This is why getting a vendor neutral cert like the A+ and N+ are a good idea. When you get your first IT job unless your boss is a bit of a retard you will not be placed in an area where your looking after one specific type of technology because you dont have the experience to do that.

I realise you have the call centre experience but that does not mean you can now administer cisco kit, you need to be trained in that area first.


----------



## BosonMichael (Nov 1, 2011)

Xeneth said:


> Thanks for the advice Boson. It's a bit of a downer thinking all the work I'm putting in will not get me anywhere.


It will get you somewhere: knowledge. And that's always useful. But it won't magically cause employers to believe that you can administer networks when you've got limited IT experience.



Xeneth said:


> I think there's a bit more to it.


A bit more to what?



Xeneth said:


> My CCNA is on the 6th, and I have no doubt I will pass. I think I'll still try it, at the least will give me something to show I can do it.


I have no doubt that you can pass, either. Whether you can pass the exam or not has never been the question.

* _Records_
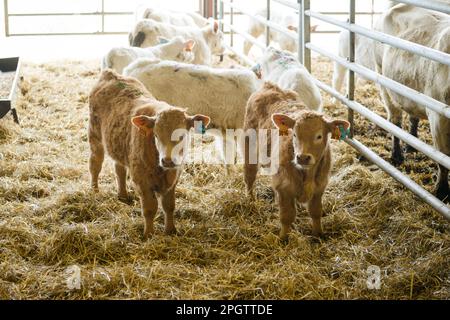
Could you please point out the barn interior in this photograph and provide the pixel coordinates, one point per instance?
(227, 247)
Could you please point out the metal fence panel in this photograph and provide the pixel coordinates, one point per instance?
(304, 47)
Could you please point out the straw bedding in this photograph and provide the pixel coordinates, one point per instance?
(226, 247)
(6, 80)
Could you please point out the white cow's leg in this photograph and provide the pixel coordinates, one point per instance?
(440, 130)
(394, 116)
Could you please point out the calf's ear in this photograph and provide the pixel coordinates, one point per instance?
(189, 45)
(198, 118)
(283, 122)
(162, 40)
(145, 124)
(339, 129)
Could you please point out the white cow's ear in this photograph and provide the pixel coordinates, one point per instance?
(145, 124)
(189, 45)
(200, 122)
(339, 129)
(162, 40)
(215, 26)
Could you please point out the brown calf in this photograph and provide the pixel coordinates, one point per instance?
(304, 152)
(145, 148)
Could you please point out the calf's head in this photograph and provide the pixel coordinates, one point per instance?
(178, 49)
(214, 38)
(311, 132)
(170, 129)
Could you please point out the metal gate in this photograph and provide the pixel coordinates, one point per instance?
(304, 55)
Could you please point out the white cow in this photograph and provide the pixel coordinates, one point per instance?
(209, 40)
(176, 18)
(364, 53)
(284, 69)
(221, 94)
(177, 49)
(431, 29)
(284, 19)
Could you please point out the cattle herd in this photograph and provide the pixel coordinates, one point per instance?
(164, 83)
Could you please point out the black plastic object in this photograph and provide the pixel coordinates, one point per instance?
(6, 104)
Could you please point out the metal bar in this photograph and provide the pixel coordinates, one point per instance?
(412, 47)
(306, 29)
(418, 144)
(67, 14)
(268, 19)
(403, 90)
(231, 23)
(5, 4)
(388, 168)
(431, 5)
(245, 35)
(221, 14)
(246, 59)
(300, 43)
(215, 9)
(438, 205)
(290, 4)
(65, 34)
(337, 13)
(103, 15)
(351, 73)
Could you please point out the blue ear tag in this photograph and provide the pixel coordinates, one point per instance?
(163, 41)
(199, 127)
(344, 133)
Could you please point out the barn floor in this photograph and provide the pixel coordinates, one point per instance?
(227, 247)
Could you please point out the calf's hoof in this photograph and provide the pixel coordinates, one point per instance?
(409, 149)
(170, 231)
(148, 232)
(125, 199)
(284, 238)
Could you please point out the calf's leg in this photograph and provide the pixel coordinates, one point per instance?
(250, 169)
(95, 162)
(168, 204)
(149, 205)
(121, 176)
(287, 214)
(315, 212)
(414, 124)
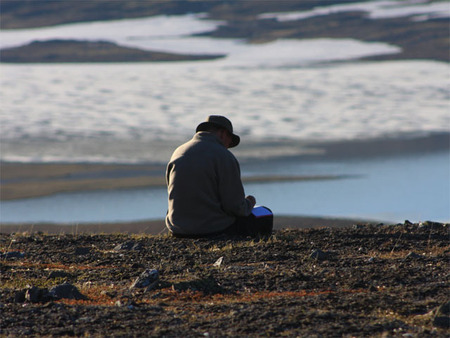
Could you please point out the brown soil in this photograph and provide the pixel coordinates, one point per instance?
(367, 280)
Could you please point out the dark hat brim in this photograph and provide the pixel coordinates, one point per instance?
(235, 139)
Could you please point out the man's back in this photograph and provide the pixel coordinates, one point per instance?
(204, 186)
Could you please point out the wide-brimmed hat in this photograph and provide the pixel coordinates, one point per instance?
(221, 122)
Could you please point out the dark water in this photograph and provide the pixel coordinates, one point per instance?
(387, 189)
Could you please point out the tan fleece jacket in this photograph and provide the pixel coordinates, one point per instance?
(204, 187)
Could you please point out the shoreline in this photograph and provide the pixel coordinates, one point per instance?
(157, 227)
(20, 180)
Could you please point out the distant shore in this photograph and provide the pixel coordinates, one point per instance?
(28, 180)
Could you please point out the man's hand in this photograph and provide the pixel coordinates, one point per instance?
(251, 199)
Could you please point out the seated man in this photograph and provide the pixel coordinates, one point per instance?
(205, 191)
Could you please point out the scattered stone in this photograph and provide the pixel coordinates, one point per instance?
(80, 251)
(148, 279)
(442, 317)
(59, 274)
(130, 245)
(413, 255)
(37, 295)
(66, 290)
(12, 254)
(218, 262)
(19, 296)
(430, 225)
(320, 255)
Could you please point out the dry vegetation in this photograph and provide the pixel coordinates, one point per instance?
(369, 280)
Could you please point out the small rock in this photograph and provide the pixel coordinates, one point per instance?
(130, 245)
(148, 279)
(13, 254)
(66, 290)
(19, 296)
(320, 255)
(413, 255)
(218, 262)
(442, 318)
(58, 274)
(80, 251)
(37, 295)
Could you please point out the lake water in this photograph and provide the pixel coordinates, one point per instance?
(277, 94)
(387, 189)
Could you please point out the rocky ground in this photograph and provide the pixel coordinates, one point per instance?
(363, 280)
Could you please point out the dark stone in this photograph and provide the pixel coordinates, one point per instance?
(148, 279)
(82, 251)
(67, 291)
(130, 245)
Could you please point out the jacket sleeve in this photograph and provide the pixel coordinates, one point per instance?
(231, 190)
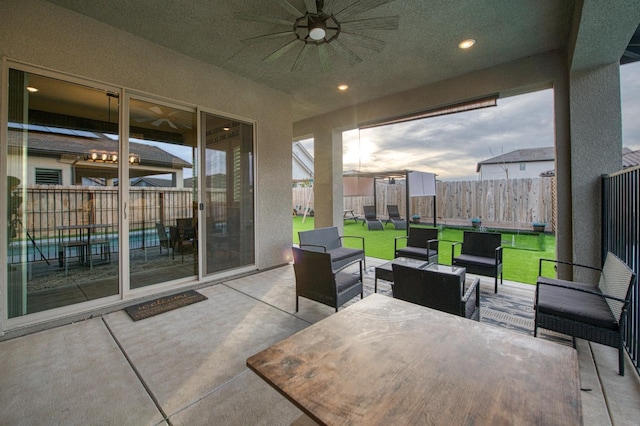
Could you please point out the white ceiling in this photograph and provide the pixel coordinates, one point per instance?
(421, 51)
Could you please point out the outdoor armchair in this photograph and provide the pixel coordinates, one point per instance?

* _Required actions_
a - Name every certification mentioned in the thread on IT certifications above.
b - Carry on the IT certification thread above with new text after its last sentence.

* _Exercise answers_
a - A+, N+, CCNA

b -
Xeneth said:


> I did get into discussion on an IRC chat. One guy swears up and down the comptia certs are worthless because they are not vender specific. Like how companies get discounts with cisco for having cert employee's, or MS for being gold partner.


Companies don't get discounts with Cisco for having one extra CCNA on staff. And unless Microsoft's changed something, they can only count two certified individuals, and only their highest certification counts, which will give them a whopping SIX points (three points each) out of 120 needed.

But let's assume for a second that you're right, and companies DO hire individuals for their certifications. Think they're gonna hire someone certified without experience _just for a discount_, or will they hire someone certified WITH experience who can administer their networks?

I'll tell you what I told another guy recently on here: it sounds as if you don't really want advice. Instead, you simply want someone to agree with your decision that you've already made. I'm not gonna lie to you just to make you feel better or give you false hope that will cause you to spend more time and more money and make it HARDER to get employed because you look overcertified. That does you no good, and I'd be to blame.



Xeneth said:


> It does make some sense, though I may still go for it because I can use ccna to renew all the comptia certs. May still get them for bragging rights since I get 8 free cert exams through my school for MS line.


The CCNA will not renew your CompTIA certs. Where did you hear that from??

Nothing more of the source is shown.